> [EXERCISE OBJECTIVE] Pull out every line in the data below that contains the string "forest", and match case exactly.

## begin INPUT

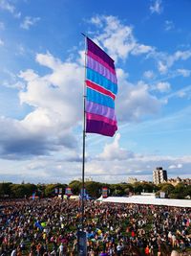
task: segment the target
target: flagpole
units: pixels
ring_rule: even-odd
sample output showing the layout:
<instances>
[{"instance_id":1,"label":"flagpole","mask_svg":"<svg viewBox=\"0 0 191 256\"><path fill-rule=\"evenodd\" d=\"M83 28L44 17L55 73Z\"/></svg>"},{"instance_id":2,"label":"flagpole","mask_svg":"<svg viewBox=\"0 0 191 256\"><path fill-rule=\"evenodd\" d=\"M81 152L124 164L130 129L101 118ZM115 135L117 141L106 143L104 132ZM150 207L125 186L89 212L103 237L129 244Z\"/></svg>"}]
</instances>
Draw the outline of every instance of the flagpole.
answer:
<instances>
[{"instance_id":1,"label":"flagpole","mask_svg":"<svg viewBox=\"0 0 191 256\"><path fill-rule=\"evenodd\" d=\"M82 150L82 198L81 198L81 228L84 230L84 189L85 189L85 147L86 147L86 35L82 33L85 39L85 67L84 67L84 86L83 86L83 150Z\"/></svg>"}]
</instances>

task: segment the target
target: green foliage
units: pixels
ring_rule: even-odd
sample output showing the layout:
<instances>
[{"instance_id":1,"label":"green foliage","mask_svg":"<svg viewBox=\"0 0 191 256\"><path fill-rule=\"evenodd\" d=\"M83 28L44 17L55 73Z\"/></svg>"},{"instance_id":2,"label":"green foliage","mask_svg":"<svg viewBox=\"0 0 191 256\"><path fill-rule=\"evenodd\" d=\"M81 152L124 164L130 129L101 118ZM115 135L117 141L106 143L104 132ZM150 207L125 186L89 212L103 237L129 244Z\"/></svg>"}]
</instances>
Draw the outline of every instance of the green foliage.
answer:
<instances>
[{"instance_id":1,"label":"green foliage","mask_svg":"<svg viewBox=\"0 0 191 256\"><path fill-rule=\"evenodd\" d=\"M55 188L57 188L57 189L62 188L62 193L64 194L66 187L67 187L66 184L60 184L60 183L48 184L48 185L45 186L45 190L44 190L45 197L53 197L53 196L55 196L55 194L54 194L54 189Z\"/></svg>"},{"instance_id":2,"label":"green foliage","mask_svg":"<svg viewBox=\"0 0 191 256\"><path fill-rule=\"evenodd\" d=\"M175 187L172 184L164 183L160 186L160 191L165 192L166 195L172 194Z\"/></svg>"},{"instance_id":3,"label":"green foliage","mask_svg":"<svg viewBox=\"0 0 191 256\"><path fill-rule=\"evenodd\" d=\"M81 182L79 180L73 180L69 187L72 188L72 192L74 195L79 195L81 189Z\"/></svg>"}]
</instances>

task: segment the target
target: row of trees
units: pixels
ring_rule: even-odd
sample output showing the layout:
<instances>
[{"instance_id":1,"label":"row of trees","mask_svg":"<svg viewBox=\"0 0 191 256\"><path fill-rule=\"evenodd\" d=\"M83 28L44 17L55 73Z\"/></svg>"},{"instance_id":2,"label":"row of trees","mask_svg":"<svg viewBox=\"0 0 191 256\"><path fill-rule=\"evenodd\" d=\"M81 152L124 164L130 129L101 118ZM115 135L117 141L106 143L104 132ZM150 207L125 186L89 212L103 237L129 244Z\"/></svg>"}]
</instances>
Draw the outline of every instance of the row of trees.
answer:
<instances>
[{"instance_id":1,"label":"row of trees","mask_svg":"<svg viewBox=\"0 0 191 256\"><path fill-rule=\"evenodd\" d=\"M74 195L79 195L82 183L78 180L74 180L70 184L12 184L11 182L0 183L0 198L29 198L33 193L36 196L54 197L55 188L61 188L63 194L65 188L70 187ZM101 196L101 190L103 187L107 187L109 190L109 196L127 196L129 194L139 195L141 192L156 193L159 195L159 192L164 192L169 198L191 198L191 185L184 185L182 183L173 186L169 183L159 184L156 186L151 182L136 182L135 184L119 183L119 184L106 184L96 181L85 182L85 188L90 197L97 198Z\"/></svg>"}]
</instances>

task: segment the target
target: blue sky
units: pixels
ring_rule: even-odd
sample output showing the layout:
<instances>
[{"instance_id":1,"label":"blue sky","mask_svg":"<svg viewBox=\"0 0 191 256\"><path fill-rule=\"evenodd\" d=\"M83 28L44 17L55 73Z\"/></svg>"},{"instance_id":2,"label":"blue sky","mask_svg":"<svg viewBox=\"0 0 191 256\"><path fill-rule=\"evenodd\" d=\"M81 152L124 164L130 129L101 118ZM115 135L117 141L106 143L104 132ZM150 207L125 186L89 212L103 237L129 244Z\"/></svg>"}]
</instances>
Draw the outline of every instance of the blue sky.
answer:
<instances>
[{"instance_id":1,"label":"blue sky","mask_svg":"<svg viewBox=\"0 0 191 256\"><path fill-rule=\"evenodd\" d=\"M0 0L0 176L81 176L86 33L116 61L118 131L88 134L86 176L191 177L188 0Z\"/></svg>"}]
</instances>

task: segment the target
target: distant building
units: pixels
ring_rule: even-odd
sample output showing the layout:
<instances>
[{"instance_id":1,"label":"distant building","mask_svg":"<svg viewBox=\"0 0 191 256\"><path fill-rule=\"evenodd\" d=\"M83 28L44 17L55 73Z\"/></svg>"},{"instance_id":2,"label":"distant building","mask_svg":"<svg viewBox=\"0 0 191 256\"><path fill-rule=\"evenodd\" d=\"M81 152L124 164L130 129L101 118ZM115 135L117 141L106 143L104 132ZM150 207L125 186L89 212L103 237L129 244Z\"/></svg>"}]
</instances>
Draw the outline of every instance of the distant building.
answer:
<instances>
[{"instance_id":1,"label":"distant building","mask_svg":"<svg viewBox=\"0 0 191 256\"><path fill-rule=\"evenodd\" d=\"M80 182L82 182L82 178L81 177L79 177L77 180L80 181ZM85 177L84 181L85 182L87 182L87 181L93 181L93 178L91 176Z\"/></svg>"},{"instance_id":2,"label":"distant building","mask_svg":"<svg viewBox=\"0 0 191 256\"><path fill-rule=\"evenodd\" d=\"M169 178L168 183L171 183L173 186L177 186L179 183L182 183L184 185L191 185L191 178Z\"/></svg>"},{"instance_id":3,"label":"distant building","mask_svg":"<svg viewBox=\"0 0 191 256\"><path fill-rule=\"evenodd\" d=\"M167 181L167 172L163 170L162 167L157 167L156 170L153 171L153 182L158 185L159 183L163 183Z\"/></svg>"},{"instance_id":4,"label":"distant building","mask_svg":"<svg viewBox=\"0 0 191 256\"><path fill-rule=\"evenodd\" d=\"M134 183L138 182L138 178L136 178L136 177L128 177L127 182L130 183L130 184L134 184Z\"/></svg>"}]
</instances>

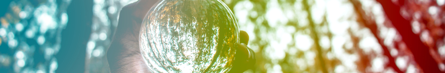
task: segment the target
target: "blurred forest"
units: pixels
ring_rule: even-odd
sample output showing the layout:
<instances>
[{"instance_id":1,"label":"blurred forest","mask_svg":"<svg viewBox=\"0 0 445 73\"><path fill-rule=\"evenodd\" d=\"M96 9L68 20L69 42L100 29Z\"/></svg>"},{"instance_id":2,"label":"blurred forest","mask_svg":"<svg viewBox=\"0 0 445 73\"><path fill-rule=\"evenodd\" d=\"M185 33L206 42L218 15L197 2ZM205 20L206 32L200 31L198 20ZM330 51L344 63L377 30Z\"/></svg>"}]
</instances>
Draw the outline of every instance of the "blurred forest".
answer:
<instances>
[{"instance_id":1,"label":"blurred forest","mask_svg":"<svg viewBox=\"0 0 445 73\"><path fill-rule=\"evenodd\" d=\"M443 73L444 0L224 0L249 34L245 73Z\"/></svg>"},{"instance_id":2,"label":"blurred forest","mask_svg":"<svg viewBox=\"0 0 445 73\"><path fill-rule=\"evenodd\" d=\"M1 0L0 73L109 73L119 11L136 0ZM256 52L245 73L445 72L445 0L222 1Z\"/></svg>"}]
</instances>

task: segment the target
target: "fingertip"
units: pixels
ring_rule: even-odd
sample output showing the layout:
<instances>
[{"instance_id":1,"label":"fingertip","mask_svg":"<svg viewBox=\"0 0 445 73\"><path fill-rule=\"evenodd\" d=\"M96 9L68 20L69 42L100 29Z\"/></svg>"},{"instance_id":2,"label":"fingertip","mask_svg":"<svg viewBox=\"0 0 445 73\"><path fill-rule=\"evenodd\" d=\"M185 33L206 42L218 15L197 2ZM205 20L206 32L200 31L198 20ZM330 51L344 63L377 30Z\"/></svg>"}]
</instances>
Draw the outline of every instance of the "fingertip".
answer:
<instances>
[{"instance_id":1,"label":"fingertip","mask_svg":"<svg viewBox=\"0 0 445 73\"><path fill-rule=\"evenodd\" d=\"M247 32L246 31L239 31L239 39L240 43L243 43L247 45L249 44L249 34L247 34Z\"/></svg>"}]
</instances>

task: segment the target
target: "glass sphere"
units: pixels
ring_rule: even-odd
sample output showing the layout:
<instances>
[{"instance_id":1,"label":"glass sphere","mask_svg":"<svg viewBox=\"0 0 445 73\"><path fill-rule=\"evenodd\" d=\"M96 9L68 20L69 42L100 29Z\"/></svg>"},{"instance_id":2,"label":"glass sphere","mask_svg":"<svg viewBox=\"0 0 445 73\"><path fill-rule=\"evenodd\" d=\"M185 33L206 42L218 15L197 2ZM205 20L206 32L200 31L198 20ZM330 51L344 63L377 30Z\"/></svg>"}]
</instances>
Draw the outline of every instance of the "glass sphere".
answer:
<instances>
[{"instance_id":1,"label":"glass sphere","mask_svg":"<svg viewBox=\"0 0 445 73\"><path fill-rule=\"evenodd\" d=\"M233 13L220 0L163 0L144 18L139 46L154 73L226 73L238 32Z\"/></svg>"}]
</instances>

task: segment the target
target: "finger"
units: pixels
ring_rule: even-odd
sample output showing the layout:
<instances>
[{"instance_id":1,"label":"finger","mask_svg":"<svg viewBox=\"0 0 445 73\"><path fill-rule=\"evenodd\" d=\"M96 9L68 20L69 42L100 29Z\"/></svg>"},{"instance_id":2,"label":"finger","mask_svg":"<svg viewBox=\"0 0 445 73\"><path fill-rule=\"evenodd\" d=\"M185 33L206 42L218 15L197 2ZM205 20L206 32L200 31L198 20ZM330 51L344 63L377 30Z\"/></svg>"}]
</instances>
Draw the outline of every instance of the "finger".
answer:
<instances>
[{"instance_id":1,"label":"finger","mask_svg":"<svg viewBox=\"0 0 445 73\"><path fill-rule=\"evenodd\" d=\"M240 43L247 45L249 44L249 35L247 34L247 32L243 30L239 31L239 40Z\"/></svg>"}]
</instances>

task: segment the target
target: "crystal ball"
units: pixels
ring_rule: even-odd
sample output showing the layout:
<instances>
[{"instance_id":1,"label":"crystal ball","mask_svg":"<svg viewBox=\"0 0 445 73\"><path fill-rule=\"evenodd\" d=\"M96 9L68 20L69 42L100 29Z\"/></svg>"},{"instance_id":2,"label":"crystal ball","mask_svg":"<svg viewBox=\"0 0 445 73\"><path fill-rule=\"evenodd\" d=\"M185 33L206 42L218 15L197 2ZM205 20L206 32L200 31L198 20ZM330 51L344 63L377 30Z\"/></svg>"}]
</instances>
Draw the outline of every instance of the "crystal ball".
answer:
<instances>
[{"instance_id":1,"label":"crystal ball","mask_svg":"<svg viewBox=\"0 0 445 73\"><path fill-rule=\"evenodd\" d=\"M238 33L233 13L220 0L163 0L143 19L140 53L154 73L226 73Z\"/></svg>"}]
</instances>

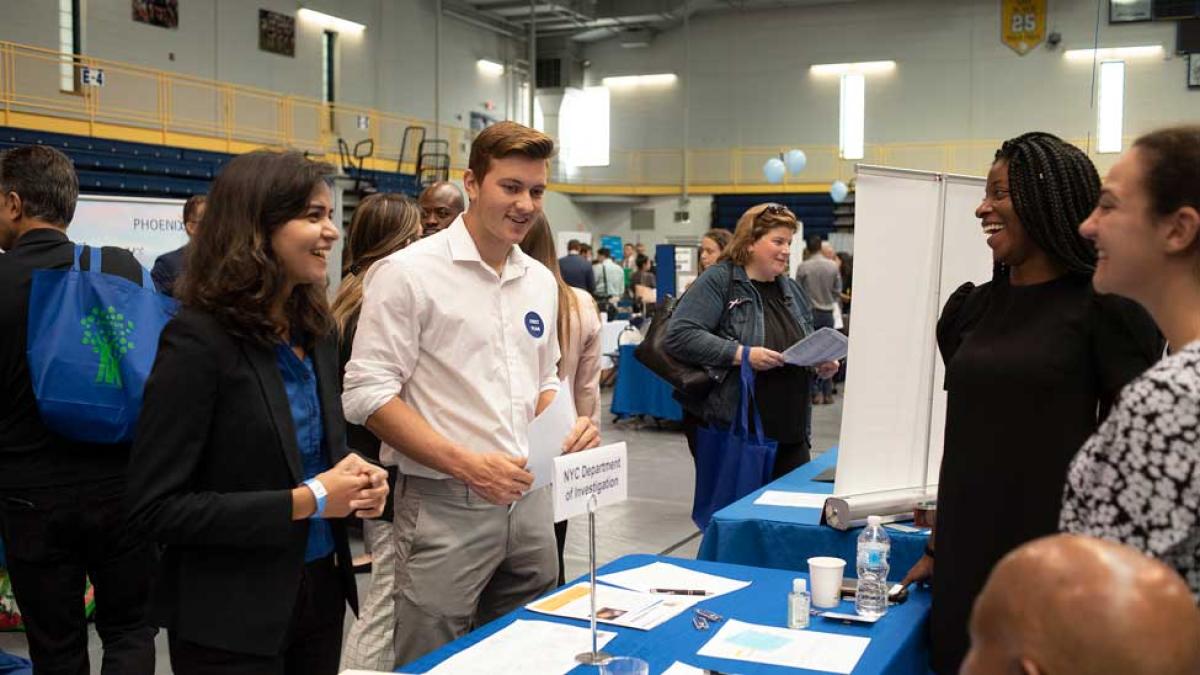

## end INPUT

> [RESULT FOR THIS TASK]
target: "blurred forest"
[{"instance_id":1,"label":"blurred forest","mask_svg":"<svg viewBox=\"0 0 445 73\"><path fill-rule=\"evenodd\" d=\"M96 9L68 20L69 42L100 29Z\"/></svg>"},{"instance_id":2,"label":"blurred forest","mask_svg":"<svg viewBox=\"0 0 445 73\"><path fill-rule=\"evenodd\" d=\"M185 33L206 42L218 15L197 2ZM205 20L206 32L200 31L198 20ZM330 51L344 63L377 30Z\"/></svg>"}]
Draw the outline of every instance of the "blurred forest".
[{"instance_id":1,"label":"blurred forest","mask_svg":"<svg viewBox=\"0 0 445 73\"><path fill-rule=\"evenodd\" d=\"M443 73L444 0L224 0L249 34L245 73Z\"/></svg>"},{"instance_id":2,"label":"blurred forest","mask_svg":"<svg viewBox=\"0 0 445 73\"><path fill-rule=\"evenodd\" d=\"M1 0L0 73L109 73L119 11L136 0ZM256 52L245 73L445 72L445 0L222 1Z\"/></svg>"}]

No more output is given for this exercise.